Task objective: When the data below is printed, every line must match exactly and the images must be absent.

┄┄┄┄┄┄

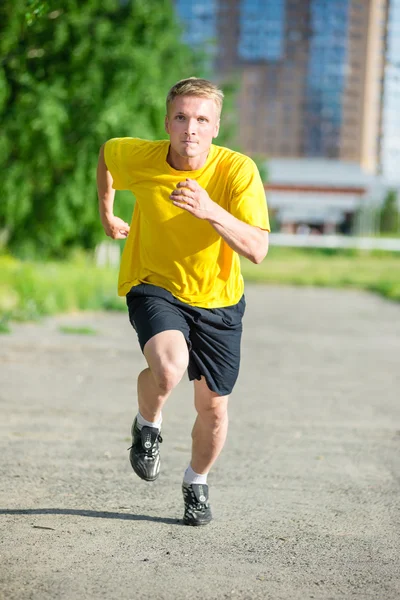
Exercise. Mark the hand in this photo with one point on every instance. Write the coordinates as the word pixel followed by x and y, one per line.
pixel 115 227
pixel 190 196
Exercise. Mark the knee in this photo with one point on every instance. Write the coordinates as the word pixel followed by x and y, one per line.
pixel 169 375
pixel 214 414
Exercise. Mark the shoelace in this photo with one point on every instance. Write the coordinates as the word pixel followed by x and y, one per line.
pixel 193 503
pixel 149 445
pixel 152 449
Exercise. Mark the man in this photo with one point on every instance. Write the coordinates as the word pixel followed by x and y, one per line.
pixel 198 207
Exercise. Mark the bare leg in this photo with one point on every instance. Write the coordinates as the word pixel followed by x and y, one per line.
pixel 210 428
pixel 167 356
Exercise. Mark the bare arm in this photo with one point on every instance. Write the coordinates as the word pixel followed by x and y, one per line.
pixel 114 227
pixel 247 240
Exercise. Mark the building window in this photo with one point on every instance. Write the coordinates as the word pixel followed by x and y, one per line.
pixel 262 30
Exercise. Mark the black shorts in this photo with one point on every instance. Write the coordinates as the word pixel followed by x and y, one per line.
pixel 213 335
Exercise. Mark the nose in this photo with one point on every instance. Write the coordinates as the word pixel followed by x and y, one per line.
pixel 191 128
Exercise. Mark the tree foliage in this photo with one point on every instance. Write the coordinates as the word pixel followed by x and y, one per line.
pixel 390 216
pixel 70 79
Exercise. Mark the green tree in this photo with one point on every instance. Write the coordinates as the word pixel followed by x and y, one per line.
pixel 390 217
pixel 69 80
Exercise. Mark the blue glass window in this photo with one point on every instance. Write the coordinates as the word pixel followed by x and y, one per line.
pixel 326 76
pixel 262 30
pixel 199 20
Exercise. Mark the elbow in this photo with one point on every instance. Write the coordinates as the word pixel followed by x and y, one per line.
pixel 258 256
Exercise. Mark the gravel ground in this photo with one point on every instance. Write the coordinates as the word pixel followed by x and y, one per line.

┄┄┄┄┄┄

Worked solution:
Exercise. Mark the hand in this photo with one point on every instance. Write the coordinates as the word pixel followed by x and y, one per line.
pixel 115 227
pixel 190 196
Exercise. Mark the knee in this photo with one point on every instance. Write the coordinates as the word pixel followed by x and y, one per line.
pixel 169 375
pixel 214 414
Exercise. Mark the shoelace in this photo with one point on every instance. Write the coordinates as the word pixel followed by x and y, one per line.
pixel 193 503
pixel 149 445
pixel 152 449
Exercise. Mark the man in this photo with one point on every instance. Write the coordinates as the word pixel followed by x and y, one per line.
pixel 198 207
Exercise. Mark the bare leg in this photo with one point on every instance. Write the coordinates as the word pixel followed by x and y, one per line.
pixel 210 428
pixel 167 356
Exercise. Mark the bare arm in this photo with one point on every instance. Write the coordinates as the word pixel followed by x and y, one per line.
pixel 114 227
pixel 247 240
Exercise. Mark the building window in this photo with one point on every instance. Write the coordinates as the word pixel followed by x and y, one per line.
pixel 262 30
Exercise. Mark the black shorts in this photo with one point on every instance. Write the coordinates as the word pixel followed by x and y, one per line.
pixel 213 335
Exercise. Mark the nose in this photo with one point on every instance. Write the coordinates as the word pixel followed by x and y, one per line.
pixel 191 128
Exercise. Mark the tree foliage in this photo with one point on every instance. Write the coordinates as the word pixel followed by x and y, one per line.
pixel 390 216
pixel 70 79
Exercise. Mark the green tree in this photo with one point on every instance. Write the coordinates as the word pixel followed by x and y, one per line.
pixel 390 217
pixel 69 80
Exercise. Mark the blue glass window in this photo with one point on every instance. Write the coordinates as the word pixel followed by x and y, one per line.
pixel 326 76
pixel 262 30
pixel 199 20
Exercise. Mark the elbow in this photo with one point on every instance. Write the coordinates as the word pixel followed by x and y, one per line.
pixel 258 256
Exercise. Mark the gravel ground in this photo with one point on every instance. Write the coordinates as the word pixel followed by x and y, one per line.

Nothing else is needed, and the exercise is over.